* start EXERCISE MATERIAL *
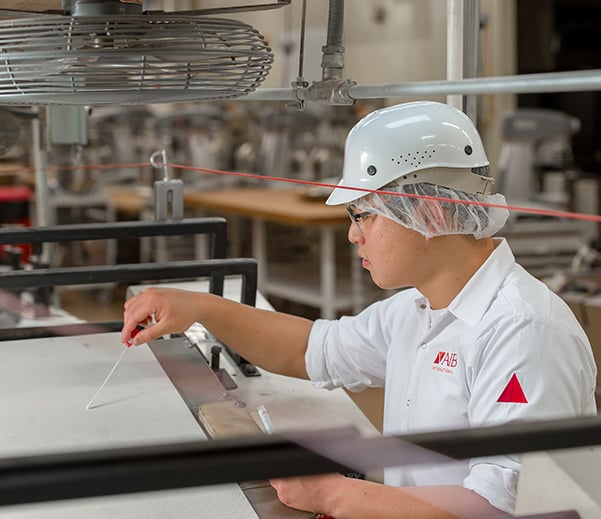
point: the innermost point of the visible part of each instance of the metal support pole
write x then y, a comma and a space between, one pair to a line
455, 30
471, 55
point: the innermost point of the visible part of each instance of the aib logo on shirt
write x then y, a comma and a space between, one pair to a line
445, 362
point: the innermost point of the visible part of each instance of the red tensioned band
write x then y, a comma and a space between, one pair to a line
513, 208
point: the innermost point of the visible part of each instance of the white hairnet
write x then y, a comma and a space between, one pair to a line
433, 218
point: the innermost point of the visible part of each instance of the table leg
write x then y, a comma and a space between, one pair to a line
259, 251
327, 258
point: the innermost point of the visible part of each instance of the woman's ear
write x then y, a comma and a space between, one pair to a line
433, 214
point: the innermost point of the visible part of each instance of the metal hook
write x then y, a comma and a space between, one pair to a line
155, 164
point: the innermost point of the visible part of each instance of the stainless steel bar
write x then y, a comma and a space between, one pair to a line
588, 80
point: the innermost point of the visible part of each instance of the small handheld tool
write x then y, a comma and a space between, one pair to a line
127, 346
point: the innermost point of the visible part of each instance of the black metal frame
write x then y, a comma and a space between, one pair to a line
37, 236
159, 467
216, 269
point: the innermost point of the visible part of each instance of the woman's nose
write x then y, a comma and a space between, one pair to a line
354, 233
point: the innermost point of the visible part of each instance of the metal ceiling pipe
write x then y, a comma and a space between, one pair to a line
333, 52
577, 81
332, 89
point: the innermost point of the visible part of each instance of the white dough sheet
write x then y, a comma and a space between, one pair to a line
45, 385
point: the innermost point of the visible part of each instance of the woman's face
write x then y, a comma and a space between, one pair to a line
395, 256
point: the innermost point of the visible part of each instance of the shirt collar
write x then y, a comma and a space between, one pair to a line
475, 297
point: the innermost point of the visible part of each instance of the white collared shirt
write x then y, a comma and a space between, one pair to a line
503, 325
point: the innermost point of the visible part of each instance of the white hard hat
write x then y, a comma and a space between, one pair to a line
411, 143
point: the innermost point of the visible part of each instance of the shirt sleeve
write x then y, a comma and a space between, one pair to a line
349, 352
529, 370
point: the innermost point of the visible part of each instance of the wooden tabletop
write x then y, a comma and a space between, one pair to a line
288, 206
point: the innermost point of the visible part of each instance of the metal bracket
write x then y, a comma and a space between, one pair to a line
168, 193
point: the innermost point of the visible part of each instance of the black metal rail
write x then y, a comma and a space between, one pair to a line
37, 236
129, 470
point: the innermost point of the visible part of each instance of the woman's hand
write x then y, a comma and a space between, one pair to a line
160, 311
308, 493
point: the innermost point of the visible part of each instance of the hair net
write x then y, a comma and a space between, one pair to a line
433, 218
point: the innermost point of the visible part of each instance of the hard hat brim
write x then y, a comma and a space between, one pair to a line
344, 195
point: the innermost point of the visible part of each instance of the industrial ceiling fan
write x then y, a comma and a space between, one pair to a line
98, 52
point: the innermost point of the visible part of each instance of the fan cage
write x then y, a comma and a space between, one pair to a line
129, 59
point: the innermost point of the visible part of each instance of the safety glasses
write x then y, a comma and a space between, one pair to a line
357, 218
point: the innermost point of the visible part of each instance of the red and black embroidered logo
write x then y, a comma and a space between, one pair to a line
445, 362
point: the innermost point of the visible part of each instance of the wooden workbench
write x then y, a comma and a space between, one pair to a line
290, 207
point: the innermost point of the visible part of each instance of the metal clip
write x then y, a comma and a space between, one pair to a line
168, 193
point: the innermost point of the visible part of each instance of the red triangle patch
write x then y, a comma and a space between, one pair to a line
513, 392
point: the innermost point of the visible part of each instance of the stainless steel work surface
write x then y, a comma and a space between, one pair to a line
45, 385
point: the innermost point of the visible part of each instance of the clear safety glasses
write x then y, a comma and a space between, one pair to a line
357, 218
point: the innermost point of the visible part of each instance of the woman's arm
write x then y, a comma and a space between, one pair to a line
346, 498
275, 341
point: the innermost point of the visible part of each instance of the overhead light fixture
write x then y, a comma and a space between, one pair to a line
156, 57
* end EXERCISE MATERIAL *
**WHAT IS EXPECTED:** Please rewrite every one of the entries above, swapping "innermost point" for "central point" wherever it occurs and leaving all else unchanged. Omit the pictures from your answer.

**ANSWER TO THE TASK:**
point: the central point of the visible part of each instance of the metal support pole
write x then y, a comma and a space between, one pair to a line
455, 30
471, 55
point: the central point of the visible part of each instance of the aib logo on shirt
write x then y, a comma and a space between, one pair to a line
445, 362
point: the central point of the visible part of each instance of the red tensioned band
write x then y, a comma and a space between, one pair to a line
513, 208
point: the central point of the visible part of each instance of the white hairnet
write x then y, a comma and a space between, one pair to a line
433, 218
point: the central point of the visible part of each instance of the table leg
write x then y, a comma and a space between, one pair to a line
259, 251
327, 258
point: the central point of the visible part of each instance of the woman's ear
write x then y, a comma and a space between, one pair to a line
433, 214
point: the central point of the visible part of each instance of the metal hook
write x then y, a comma and a space between, one pair to a line
155, 164
point: the central point of the visible part of each instance of the stainless steel bar
write x then y, a comma and a space between, one pair to a line
588, 80
point: the central point of the visible part of each instance of the small handheld tool
write x then y, a comma and a space between, one pair to a line
127, 346
point: the central point of the visible part of each instance of the black metal frame
write x then y, a comma and a space between, one pair to a line
37, 236
159, 467
216, 269
point: the central point of the visible part of each instance of the woman's nose
write x then y, a comma and a space between, one pair to a line
354, 233
point: the central point of the visible part of each instance of the metal ceiling pipe
write x then y, a comma and a space between, one pair to a line
333, 52
577, 81
332, 89
point: the central point of the visible part of each instance of the white dough sheet
write x then y, a comma and a space between, one pair to a line
45, 385
point: the central point of the visible part of each instance of the woman's face
write x then y, a comma and a space between, one pair to a line
395, 256
point: the central point of the visible part of each instance of the shirt collar
write x then y, a comma and a space between, one pair to a line
475, 297
point: the central point of the visible part of each instance of the white collared shirt
write x then y, a comma and a space between, one pair to a line
503, 325
point: the central point of the visible part of each instance of the white hard hat
write x then y, a comma and a space between, one pair to a line
411, 143
point: the central point of the visible part of each instance of the shirt sleeve
write x then y, a comma and a space between, one pair to a line
349, 352
529, 370
point: the central point of the visible part of each instance of the wooden tabletop
write x then y, a comma and a space between, one pair to a line
288, 206
point: the central point of the visible part of each instance of the metal bracket
write x then y, a comma and a space between, one pair to a line
168, 193
point: the central point of the visible part of each instance of the black metal rail
write x then y, a comma and a space between, one pair to a line
37, 236
129, 470
point: the central point of the visible part of each instance of the woman's hand
write x then y, a comma and a space between, one pair to a line
160, 311
308, 493
point: the central point of the visible part of each instance of the hair net
write x then y, a comma and a space between, one pair to a line
433, 218
point: the central point of the visible part of each instance of the hard hat brim
write x then y, a comma and a space between, one pair to a line
344, 195
point: the central point of the visible part of each instance of the industrial ceiling fan
write x then y, a comma and a space between, one pair to a line
98, 52
point: the central point of the visible part of each instance of the fan cage
write x then y, a comma and a space between, one pair to a line
129, 59
point: the central point of the visible part of each instance of the safety glasses
write x then y, a comma and a space between, one pair to a line
357, 218
point: the central point of the visible part of each instance of the red and black embroidered logo
write x then y, a comma and a space between, one pair to a line
445, 362
point: the central point of the visible part of each instance of the wooden workbench
write x then y, a comma and a space between, one pair to a line
290, 207
point: the central point of the visible part of each instance of the metal clip
write x then y, a comma and a space between, one pair to a line
168, 193
point: the central point of the visible part of each instance of the red triangle patch
write x then y, a comma and a space between, one pair to a line
513, 392
point: the central point of the visible part of each instance of the stainless steel work surface
write x then y, a comma and a space between, one pair to a line
45, 385
point: the central point of the visible part of each instance of the clear safety glasses
write x then y, a comma and a space between, one pair to a line
357, 218
point: the central point of the visible part of each instance of the woman's arm
write x then y, a comma and a space between, one pair to a line
346, 498
275, 341
point: the central point of the visible part of each instance of the overhead light fixture
write x then y, a comma and a space between, one pair to a line
156, 57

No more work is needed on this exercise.